Turn the records, from the line with "--target long platinum blonde hair" up to and including the line with "Provide the mask of each instance of the long", into a JSON list of strings with one string per line, omitting blank lines.

> [Exercise inputs]:
+ + + +
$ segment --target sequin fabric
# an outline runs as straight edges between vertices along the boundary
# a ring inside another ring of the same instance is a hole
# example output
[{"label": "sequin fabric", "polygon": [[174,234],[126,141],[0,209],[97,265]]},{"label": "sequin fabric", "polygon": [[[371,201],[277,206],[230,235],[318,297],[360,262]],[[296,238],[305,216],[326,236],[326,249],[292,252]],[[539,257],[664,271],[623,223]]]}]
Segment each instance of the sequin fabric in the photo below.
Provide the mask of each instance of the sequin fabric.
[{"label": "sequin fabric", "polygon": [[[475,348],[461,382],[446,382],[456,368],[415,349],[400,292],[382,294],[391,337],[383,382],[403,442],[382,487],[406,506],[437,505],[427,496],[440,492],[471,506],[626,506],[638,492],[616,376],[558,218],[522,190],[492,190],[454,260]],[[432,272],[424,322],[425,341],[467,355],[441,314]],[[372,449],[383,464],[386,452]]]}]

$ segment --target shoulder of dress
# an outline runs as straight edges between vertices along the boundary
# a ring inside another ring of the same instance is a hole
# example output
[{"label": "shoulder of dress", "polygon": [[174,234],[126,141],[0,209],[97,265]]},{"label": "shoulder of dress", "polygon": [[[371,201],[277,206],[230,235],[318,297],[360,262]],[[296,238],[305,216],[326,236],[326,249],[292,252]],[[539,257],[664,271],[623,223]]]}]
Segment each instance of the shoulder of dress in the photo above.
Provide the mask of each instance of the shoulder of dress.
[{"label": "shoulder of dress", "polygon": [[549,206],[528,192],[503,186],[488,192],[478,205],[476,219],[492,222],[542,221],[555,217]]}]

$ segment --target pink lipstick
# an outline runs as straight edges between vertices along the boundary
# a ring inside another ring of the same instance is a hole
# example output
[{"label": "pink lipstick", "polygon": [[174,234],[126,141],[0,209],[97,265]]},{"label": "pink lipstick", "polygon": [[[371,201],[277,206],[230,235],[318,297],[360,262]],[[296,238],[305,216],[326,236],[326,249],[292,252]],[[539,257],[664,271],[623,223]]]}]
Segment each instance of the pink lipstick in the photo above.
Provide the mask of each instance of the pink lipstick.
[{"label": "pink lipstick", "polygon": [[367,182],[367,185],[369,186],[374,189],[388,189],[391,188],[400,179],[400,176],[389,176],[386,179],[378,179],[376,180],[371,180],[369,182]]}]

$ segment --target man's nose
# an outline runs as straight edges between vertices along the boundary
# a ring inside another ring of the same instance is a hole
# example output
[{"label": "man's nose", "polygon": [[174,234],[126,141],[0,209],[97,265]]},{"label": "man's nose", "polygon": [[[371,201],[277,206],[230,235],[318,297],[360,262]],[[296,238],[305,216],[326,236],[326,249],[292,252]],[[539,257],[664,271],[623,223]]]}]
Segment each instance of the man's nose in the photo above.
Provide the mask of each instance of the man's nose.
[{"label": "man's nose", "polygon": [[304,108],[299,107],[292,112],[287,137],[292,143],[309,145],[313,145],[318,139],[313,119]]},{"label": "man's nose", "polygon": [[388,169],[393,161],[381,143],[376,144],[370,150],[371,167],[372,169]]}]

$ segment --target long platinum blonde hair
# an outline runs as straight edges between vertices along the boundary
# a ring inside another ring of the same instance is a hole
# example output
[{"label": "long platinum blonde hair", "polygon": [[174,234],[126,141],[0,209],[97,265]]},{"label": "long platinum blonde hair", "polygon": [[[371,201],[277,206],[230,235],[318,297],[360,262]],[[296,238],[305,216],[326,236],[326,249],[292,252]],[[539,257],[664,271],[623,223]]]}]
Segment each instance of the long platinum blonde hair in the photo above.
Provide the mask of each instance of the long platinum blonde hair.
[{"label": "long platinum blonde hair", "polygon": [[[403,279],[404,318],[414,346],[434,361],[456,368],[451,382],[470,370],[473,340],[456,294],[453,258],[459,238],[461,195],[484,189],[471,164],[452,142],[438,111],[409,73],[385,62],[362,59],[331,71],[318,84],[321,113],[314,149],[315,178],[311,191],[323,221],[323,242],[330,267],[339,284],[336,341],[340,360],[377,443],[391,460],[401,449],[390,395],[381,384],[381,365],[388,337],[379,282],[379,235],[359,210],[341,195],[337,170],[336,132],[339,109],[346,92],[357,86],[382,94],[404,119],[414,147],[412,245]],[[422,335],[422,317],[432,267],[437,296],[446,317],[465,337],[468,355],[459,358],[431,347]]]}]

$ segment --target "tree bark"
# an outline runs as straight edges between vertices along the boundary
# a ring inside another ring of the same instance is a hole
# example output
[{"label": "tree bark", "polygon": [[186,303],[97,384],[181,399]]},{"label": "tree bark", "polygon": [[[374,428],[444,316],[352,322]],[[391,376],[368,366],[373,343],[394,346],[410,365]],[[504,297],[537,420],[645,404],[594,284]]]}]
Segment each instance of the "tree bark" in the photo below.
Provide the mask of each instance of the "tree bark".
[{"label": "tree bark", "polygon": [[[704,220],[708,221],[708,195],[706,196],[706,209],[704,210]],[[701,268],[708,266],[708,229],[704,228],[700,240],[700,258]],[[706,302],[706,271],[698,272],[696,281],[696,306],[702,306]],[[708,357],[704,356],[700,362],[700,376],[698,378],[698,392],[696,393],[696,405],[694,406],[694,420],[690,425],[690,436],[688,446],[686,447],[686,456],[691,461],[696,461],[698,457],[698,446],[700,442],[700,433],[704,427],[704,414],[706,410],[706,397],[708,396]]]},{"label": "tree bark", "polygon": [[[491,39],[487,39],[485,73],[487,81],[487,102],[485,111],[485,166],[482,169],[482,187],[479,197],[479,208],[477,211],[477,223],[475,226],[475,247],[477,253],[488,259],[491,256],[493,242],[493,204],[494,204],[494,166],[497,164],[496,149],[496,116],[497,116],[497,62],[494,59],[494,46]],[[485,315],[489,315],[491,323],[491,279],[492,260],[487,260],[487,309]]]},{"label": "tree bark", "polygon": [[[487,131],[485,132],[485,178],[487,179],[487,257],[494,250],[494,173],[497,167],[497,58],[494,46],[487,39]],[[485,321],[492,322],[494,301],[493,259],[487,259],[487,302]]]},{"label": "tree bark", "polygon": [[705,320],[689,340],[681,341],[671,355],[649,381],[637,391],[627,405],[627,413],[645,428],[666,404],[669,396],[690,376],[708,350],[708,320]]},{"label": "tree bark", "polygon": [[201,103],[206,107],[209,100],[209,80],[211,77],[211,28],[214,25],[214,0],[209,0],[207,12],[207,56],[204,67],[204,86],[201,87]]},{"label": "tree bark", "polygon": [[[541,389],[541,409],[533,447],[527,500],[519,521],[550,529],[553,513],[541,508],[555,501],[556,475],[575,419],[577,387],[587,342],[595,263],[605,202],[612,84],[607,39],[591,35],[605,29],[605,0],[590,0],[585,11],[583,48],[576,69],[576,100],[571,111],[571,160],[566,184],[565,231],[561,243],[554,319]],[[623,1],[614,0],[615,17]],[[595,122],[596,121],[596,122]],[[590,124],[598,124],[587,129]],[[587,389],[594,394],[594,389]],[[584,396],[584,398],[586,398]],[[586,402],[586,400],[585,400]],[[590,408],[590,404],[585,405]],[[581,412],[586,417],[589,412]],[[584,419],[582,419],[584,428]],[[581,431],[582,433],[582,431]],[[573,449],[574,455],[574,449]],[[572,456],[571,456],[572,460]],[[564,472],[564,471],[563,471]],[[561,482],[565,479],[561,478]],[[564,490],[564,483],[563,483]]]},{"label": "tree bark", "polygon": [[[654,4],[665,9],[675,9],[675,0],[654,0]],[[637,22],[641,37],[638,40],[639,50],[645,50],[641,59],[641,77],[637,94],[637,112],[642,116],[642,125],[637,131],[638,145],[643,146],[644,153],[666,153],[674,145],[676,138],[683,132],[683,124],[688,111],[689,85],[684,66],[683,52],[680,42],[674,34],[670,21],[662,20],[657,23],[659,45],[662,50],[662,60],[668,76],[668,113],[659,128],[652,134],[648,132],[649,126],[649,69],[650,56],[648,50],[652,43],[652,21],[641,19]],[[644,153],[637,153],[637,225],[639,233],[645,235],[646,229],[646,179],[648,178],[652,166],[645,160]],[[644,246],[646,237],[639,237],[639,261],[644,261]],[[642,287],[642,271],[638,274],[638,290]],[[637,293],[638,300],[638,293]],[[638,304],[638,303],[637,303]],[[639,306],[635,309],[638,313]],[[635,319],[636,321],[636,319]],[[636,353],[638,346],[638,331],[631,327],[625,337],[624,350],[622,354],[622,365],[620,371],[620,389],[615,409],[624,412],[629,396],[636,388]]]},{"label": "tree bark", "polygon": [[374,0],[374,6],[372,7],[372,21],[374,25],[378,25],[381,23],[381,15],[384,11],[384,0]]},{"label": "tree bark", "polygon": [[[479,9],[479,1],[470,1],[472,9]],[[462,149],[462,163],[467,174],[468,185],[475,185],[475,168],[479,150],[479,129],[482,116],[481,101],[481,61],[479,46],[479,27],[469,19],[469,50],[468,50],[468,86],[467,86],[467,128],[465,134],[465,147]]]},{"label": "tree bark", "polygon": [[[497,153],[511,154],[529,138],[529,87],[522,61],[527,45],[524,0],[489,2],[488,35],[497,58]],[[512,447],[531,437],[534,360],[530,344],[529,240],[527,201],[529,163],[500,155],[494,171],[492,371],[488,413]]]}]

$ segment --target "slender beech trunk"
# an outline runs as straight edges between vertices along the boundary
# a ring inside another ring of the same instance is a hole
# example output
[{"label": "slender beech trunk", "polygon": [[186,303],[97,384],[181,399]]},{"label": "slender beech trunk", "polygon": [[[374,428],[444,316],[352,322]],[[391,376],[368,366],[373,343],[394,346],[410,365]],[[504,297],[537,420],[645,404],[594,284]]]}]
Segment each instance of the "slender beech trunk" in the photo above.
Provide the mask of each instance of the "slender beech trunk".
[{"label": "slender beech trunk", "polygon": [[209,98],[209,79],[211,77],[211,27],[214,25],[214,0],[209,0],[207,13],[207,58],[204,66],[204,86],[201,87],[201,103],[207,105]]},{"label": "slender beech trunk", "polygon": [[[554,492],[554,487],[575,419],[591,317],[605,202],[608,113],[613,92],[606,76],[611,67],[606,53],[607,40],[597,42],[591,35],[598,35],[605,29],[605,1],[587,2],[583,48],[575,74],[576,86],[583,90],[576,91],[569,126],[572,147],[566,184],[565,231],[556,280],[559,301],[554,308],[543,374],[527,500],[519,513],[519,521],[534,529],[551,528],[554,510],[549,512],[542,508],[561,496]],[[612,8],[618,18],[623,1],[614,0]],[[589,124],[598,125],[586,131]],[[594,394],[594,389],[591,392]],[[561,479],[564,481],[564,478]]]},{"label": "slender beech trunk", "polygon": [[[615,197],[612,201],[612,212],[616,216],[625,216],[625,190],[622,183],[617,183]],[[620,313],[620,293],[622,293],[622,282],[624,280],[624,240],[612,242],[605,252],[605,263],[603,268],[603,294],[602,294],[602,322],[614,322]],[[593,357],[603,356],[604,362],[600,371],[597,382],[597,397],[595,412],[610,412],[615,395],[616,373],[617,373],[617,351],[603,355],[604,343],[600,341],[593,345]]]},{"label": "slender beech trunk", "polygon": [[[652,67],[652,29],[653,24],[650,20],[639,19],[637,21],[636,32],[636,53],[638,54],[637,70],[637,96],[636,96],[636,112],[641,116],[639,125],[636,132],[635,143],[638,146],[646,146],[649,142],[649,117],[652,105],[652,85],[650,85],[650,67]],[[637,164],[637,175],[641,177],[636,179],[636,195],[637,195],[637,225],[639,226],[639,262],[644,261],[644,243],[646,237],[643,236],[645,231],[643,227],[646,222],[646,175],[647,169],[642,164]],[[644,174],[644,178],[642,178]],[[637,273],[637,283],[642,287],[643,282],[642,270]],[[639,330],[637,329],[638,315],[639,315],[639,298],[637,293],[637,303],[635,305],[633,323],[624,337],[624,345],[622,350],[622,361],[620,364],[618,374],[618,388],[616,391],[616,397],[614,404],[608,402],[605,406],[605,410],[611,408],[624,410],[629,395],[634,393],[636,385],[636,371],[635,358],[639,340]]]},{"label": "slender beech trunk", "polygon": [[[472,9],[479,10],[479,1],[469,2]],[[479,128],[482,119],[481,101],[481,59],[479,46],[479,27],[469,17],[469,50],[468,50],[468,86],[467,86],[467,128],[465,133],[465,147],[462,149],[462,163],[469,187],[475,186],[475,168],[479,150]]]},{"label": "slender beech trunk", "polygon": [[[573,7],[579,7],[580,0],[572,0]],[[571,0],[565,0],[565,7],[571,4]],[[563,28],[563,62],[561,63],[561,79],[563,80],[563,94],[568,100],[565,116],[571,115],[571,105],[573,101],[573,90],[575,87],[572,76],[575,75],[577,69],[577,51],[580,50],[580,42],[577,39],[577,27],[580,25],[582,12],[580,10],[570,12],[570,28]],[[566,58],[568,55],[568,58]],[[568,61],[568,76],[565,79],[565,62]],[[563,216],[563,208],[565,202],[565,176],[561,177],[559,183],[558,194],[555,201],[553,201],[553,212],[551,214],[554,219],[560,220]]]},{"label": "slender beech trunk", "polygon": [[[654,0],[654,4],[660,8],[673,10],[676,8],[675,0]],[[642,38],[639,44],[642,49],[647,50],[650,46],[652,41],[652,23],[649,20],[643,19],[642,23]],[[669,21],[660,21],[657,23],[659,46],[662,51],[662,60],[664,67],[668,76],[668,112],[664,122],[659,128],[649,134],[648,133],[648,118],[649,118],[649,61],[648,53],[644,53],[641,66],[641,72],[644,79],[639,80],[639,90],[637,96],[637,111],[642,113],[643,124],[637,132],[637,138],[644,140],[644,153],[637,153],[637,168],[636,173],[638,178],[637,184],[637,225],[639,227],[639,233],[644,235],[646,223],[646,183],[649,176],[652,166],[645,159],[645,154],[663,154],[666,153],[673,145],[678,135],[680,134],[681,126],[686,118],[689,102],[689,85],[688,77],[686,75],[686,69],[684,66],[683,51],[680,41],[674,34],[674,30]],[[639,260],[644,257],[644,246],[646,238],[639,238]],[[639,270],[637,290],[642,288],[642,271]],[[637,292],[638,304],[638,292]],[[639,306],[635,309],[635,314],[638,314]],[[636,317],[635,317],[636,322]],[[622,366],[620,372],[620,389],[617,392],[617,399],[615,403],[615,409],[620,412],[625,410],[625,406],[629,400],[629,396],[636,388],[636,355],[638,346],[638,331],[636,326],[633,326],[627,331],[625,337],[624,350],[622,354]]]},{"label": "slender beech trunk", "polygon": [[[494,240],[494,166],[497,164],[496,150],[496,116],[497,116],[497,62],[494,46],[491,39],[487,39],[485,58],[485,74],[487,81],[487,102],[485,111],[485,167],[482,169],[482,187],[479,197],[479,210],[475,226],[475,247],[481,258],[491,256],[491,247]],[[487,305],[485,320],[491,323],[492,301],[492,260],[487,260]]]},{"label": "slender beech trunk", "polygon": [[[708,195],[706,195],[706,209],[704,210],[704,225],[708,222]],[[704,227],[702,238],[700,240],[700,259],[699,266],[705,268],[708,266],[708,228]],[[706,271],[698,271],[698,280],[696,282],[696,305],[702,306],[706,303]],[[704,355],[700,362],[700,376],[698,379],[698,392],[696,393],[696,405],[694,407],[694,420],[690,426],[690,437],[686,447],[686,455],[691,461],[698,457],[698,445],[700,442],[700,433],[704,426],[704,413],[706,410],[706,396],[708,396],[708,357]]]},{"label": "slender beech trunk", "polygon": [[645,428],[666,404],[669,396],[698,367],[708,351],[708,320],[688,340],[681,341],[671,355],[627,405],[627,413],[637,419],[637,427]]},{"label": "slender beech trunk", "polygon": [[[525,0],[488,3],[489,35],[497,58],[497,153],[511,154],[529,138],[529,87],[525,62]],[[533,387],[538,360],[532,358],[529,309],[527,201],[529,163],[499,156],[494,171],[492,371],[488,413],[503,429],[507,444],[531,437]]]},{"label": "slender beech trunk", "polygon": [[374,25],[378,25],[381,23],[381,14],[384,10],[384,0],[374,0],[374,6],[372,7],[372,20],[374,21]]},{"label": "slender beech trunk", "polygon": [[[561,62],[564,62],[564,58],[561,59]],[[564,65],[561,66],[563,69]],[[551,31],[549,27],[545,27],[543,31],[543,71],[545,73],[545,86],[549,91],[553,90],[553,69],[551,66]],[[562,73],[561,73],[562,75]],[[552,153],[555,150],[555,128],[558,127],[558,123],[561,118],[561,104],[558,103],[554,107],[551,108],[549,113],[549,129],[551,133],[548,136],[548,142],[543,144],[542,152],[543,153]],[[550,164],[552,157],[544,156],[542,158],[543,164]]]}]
+ + + +
> [Output for this exercise]:
[
  "$ segment --target long platinum blonde hair",
  "# an outline runs as straight edges between vertices along the boundary",
  "# a ring inside another ring of the same instance is a hole",
  "# example output",
  "[{\"label\": \"long platinum blonde hair\", \"polygon\": [[174,234],[126,141],[0,209],[97,265]]},{\"label\": \"long platinum blonde hair\", \"polygon\": [[[371,201],[277,206],[230,235],[318,297],[360,262]],[[296,238],[305,216],[326,236],[326,249],[292,252]],[[539,257],[664,271],[623,223]]]}]",
  "Segment each instance of the long platinum blonde hair in the photo above.",
  "Provide the mask of each instance of the long platinum blonde hair."
]